>>
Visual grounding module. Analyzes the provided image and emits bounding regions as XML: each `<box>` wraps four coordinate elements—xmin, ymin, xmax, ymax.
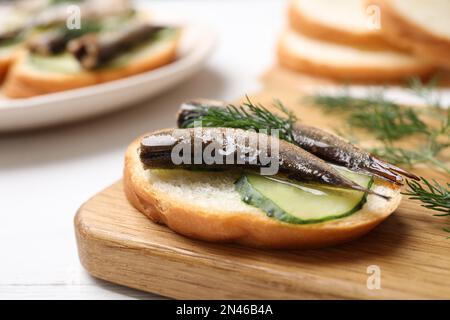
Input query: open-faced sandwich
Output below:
<box><xmin>3</xmin><ymin>0</ymin><xmax>180</xmax><ymax>98</ymax></box>
<box><xmin>124</xmin><ymin>100</ymin><xmax>417</xmax><ymax>248</ymax></box>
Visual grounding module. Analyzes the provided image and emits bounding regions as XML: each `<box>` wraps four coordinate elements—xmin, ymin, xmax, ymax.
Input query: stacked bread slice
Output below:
<box><xmin>278</xmin><ymin>0</ymin><xmax>450</xmax><ymax>81</ymax></box>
<<
Format all the lines above as a JSON list of strings, one string per line, skipping any blank lines. Leave the pictures out.

Response to the exercise:
[
  "Visual grounding module. Analyzes the provided image and emits bounding regions as XML: each `<box>` wraps four coordinate elements—xmin, ymin, xmax, ymax.",
  "Input query: open-faced sandwich",
  "Output below:",
  "<box><xmin>3</xmin><ymin>0</ymin><xmax>180</xmax><ymax>98</ymax></box>",
  "<box><xmin>124</xmin><ymin>100</ymin><xmax>417</xmax><ymax>248</ymax></box>",
  "Visual grounding module. Analyzes the provided image and emits bounding regions as XML: each `<box>` wraps four coordinate elements—xmin, ymin, xmax, ymax.",
  "Input query: stacked bread slice",
  "Output below:",
  "<box><xmin>278</xmin><ymin>0</ymin><xmax>450</xmax><ymax>81</ymax></box>"
]